(Point-per-instance localization data)

= Beginning of Section =

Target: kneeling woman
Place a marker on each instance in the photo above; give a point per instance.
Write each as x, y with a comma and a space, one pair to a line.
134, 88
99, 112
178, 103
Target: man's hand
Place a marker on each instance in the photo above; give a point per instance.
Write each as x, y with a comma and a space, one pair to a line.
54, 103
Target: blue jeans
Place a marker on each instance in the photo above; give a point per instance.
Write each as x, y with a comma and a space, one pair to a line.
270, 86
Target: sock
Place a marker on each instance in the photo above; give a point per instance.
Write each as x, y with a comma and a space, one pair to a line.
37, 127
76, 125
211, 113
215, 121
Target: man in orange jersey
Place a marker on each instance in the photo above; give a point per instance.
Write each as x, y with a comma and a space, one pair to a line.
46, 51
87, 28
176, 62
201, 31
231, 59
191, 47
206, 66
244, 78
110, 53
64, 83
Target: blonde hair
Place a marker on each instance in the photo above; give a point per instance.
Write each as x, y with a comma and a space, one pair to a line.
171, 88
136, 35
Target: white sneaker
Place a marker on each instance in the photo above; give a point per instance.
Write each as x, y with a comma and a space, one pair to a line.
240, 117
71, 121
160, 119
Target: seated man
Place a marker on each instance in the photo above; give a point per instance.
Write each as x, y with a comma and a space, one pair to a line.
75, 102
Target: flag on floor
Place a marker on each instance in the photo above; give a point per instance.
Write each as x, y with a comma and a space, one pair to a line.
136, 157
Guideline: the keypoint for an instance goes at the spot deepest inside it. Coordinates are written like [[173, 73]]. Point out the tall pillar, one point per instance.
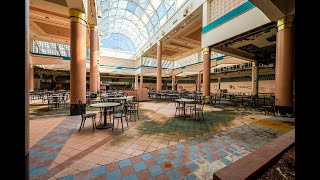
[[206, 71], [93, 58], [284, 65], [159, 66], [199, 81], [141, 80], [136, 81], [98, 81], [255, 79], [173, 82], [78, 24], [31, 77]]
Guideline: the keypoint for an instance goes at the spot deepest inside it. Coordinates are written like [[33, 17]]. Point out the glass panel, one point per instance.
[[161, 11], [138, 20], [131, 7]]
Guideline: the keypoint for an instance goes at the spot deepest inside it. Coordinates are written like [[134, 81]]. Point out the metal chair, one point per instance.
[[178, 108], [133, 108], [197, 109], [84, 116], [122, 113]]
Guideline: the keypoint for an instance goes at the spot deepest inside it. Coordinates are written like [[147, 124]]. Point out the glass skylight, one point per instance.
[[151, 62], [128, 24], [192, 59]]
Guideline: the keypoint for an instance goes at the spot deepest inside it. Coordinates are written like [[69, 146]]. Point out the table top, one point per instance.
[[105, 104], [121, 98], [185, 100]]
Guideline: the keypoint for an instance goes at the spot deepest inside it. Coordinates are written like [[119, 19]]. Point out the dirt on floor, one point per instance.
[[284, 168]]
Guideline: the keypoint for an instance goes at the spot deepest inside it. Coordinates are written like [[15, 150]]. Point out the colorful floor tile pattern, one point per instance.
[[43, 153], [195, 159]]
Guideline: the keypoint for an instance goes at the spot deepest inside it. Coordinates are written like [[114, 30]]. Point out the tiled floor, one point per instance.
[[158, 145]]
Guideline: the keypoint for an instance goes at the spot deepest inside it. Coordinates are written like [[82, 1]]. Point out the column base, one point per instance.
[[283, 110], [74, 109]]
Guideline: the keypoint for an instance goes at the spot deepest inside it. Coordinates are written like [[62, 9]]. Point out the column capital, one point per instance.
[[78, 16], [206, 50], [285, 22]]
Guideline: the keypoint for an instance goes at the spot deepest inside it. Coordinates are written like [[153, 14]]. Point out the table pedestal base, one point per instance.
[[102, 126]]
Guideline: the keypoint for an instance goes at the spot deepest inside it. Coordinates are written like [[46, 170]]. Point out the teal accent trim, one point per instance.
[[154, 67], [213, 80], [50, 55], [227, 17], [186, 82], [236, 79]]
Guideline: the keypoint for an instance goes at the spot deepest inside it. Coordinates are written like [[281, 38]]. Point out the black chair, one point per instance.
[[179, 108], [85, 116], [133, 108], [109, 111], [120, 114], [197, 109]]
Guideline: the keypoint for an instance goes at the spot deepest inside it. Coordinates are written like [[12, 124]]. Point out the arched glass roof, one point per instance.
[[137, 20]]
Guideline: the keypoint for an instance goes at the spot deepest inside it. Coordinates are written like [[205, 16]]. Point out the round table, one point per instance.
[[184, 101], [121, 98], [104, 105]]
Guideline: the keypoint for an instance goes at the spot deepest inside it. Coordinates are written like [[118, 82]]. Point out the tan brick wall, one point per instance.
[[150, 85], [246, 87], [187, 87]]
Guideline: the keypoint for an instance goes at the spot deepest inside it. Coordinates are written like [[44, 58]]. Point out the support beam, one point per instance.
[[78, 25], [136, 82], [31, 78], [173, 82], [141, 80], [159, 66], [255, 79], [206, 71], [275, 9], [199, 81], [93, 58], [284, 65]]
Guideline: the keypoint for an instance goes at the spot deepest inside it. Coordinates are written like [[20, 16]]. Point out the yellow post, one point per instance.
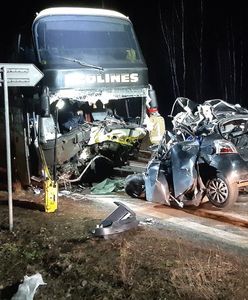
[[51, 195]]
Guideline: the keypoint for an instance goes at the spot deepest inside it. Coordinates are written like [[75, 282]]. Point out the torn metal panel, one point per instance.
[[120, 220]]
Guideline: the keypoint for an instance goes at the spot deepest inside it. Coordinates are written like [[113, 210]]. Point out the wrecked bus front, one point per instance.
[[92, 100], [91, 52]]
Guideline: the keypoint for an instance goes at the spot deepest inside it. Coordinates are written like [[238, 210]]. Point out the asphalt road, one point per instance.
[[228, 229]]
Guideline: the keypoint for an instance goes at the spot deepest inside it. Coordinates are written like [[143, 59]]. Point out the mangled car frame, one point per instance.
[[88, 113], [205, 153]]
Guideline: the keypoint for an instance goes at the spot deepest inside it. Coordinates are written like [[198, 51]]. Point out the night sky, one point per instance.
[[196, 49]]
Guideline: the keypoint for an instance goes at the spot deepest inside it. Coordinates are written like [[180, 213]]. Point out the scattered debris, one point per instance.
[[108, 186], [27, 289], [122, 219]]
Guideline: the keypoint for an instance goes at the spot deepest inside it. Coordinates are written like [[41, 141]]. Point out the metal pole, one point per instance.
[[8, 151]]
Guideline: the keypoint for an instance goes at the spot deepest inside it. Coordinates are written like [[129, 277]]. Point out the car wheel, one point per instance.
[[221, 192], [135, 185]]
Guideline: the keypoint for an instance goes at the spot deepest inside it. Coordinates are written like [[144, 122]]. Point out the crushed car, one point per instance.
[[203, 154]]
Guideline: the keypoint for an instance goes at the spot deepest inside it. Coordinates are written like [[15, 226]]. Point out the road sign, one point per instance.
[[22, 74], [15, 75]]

= End of Section =

> Exercise
Output each line above exactly as it stands, omitting the pictures.

> Response area
Target: kneeling woman
Place a marker on each instance in the photo above; give a point per instance.
Write each as x, y with a comma and a space, one pair to a line.
134, 88
99, 112
178, 103
Target: man's hand
Place a marker on each instance in the photo above; give a point per instance.
Write each as x, y with a comma and a space, one pair to a line.
54, 103
Target: blue jeans
Place a marker on each instance in the photo above; give a point per instance.
Write each as x, y with a comma and a space, one pair to a line.
270, 86
Target: sock
Place a marker on each instance in the photo above; give a point per instance.
Write each as x, y with a comma and a space, one pair to a line.
37, 127
76, 125
211, 113
215, 121
Target: man in orange jersey
Place a marker on each instance in the photo above; give a point per instance.
Write each as x, y with a comma and a space, one pair to a line.
46, 51
87, 28
176, 62
201, 31
231, 59
191, 47
206, 66
244, 78
110, 53
64, 83
Target: blonde hair
Place a marker on each instance in the photo above; give a point per instance.
Write each as x, y with a comma and a space, one pair to a line.
171, 88
136, 35
Target: white sneaker
Place a marker on each instance in the photo above; give a point per instance.
Write each as x, y with a comma and a space, one pair to a line.
240, 117
71, 121
160, 119
Target: seated man
Place a marker on each instance in the photo above; give a point per instance.
Write each as x, y with a comma and a space, one pair to a line.
75, 102
Target: flag on floor
Place a marker on each instance in the photo above; give a point per instance.
Write each as x, y with a comma and a space, one pair to a line.
136, 157
Guideline: the keypoint for an instance goes at the spot deepest inside it. Coordinates are written like [[173, 73]]. Point out the tall pillar, one point per instance.
[[206, 71], [93, 58], [284, 65], [159, 66], [199, 81], [141, 80], [136, 81], [98, 81], [255, 79], [173, 82], [78, 24], [31, 77]]
Guideline: the keypoint for an instance goes at the spot deepest inside it. Coordinates are written like [[33, 17]]. Point out the glass panel, one point per instance.
[[161, 11], [138, 20], [131, 7]]
Guideline: the keypoint for an instance goes at the spot deepest inside it. Coordinates are written like [[134, 81]]. Point out the metal chair, one point per instance.
[[178, 108], [133, 108], [197, 109], [84, 116], [122, 113]]
Guideline: the keypoint for an instance goes at the spot deepest inside it. Coordinates are written like [[147, 124]]. Point out the glass skylight, one point per instance.
[[151, 62], [128, 24], [192, 59]]
Guideline: the keypoint for an instance goes at the spot deepest inside it. Coordinates are written like [[69, 146]]. Point out the table top, one point per instance.
[[105, 104], [121, 98], [185, 100]]
Guideline: the keypoint for an instance goes at the spot deepest inside it. Coordinates are written like [[119, 19]]. Point out the dirt on floor, one point per instance.
[[284, 168]]
Guideline: the keypoint for an instance goes at the spot deepest inside it. Coordinates are written like [[15, 150]]. Point out the colorful floor tile pattern, one point per instance.
[[43, 153], [195, 159]]
Guideline: the keypoint for an instance goes at the spot deepest inside it. Coordinates are written like [[114, 30]]. Point out the tiled floor, one point per instance.
[[158, 145]]
Guideline: the keypoint for an instance goes at the spot deepest inside it. Coordinates are written like [[82, 1]]. Point out the column base, one point per instance.
[[283, 110], [74, 109]]
Guideline: the keypoint for an instance goes at the spot deepest inside it. Coordinates are written like [[62, 9]]. Point out the column capital, one point per instance.
[[78, 16], [206, 50], [285, 22]]
Guideline: the keypoint for an instance goes at the spot deepest inside it. Coordinates are written like [[153, 14]]. Point out the table pedestal base, one point per instance.
[[102, 126]]
Guideline: the keypoint for an instance goes at the spot deepest inside it. Coordinates are written like [[46, 170]]. Point out the teal accent trim, one point per instance.
[[154, 67], [213, 80], [50, 55], [227, 17], [186, 82], [236, 79]]
Guideline: the keypoint for an instance goes at the spot deepest inside it. Coordinates are written like [[281, 38]]. Point out the black chair, one point per instance.
[[179, 108], [85, 116], [133, 108], [109, 111], [120, 114], [197, 109]]
Guideline: the keypoint for an instance goes at the spot deepest inside it. Coordinates are written like [[12, 124]]. Point out the arched glass roof, one point per instance.
[[137, 20]]
Guideline: the keypoint for an instance goes at the spot deepest inside it. Coordinates are written like [[205, 16]]. Point out the round table, one point per instance.
[[184, 101], [121, 98], [104, 105]]
Guideline: the keypoint for an instance goes at the spot deepest inside it. Coordinates are written like [[118, 82]]. Point out the tan brick wall, one point per instance.
[[150, 85], [246, 87], [187, 87]]
Guideline: the keypoint for an instance goes at the spot deepest inside it. Coordinates are written like [[44, 58]]. Point out the support beam, one point per instance.
[[78, 25], [136, 82], [31, 78], [173, 82], [141, 80], [159, 66], [255, 79], [206, 71], [275, 9], [199, 81], [93, 58], [284, 65]]
Guideline: the keypoint for an instance goes at the spot deepest inside it. Coordinates are written like [[20, 16]]. Point out the yellow post, one point per instance.
[[51, 195]]
Guideline: the keypoint for an instance goes at the spot deepest inside it. Coordinates are written like [[75, 282]]. Point out the torn metal panel, one point per instance.
[[120, 220]]
Guideline: the keypoint for an instance goes at the spot deepest inside it. Coordinates are written like [[113, 210]]. Point out the wrecked bus front, one point per instance.
[[92, 100], [91, 52]]
Guideline: the keypoint for an instance goes at the spot deepest inside it. Coordinates are written like [[238, 210]]. Point out the asphalt road, one point per instance.
[[228, 229]]
Guideline: the keypoint for an instance goes at the spot deepest inside it. Coordinates are written like [[143, 59]]. Point out the mangled car frame, one point per instance.
[[88, 113], [205, 153]]
Guideline: the keypoint for an instance goes at the spot deepest inside it. Coordinates are written like [[198, 51]]. Point out the night sky, one point per instance.
[[196, 49]]
Guideline: the keypoint for an instance goes at the spot deepest inside it. Coordinates are written like [[180, 213]]. Point out the scattered debris, one point per instance.
[[108, 186], [27, 289], [122, 219]]
Guideline: the keypoint for an instance goes at the spot deepest inside it. Coordinates are written like [[41, 141]]. Point out the metal pole, one point per instance.
[[8, 151]]
Guideline: the keypoint for an instance goes at the spot deepest inside it. Coordinates are written like [[129, 277]]. Point out the car wheel, one point per instance.
[[221, 192], [135, 185]]
Guideline: the keypoint for an instance goes at the spot deepest inside it. Coordinates are written like [[144, 122]]. Point out the crushed car, one point per instance.
[[203, 154]]
Guideline: the keypoint for an instance goes at the spot deepest inside it. Coordinates are written like [[15, 226]]. Point out the road sign, one point per instance.
[[22, 74], [15, 75]]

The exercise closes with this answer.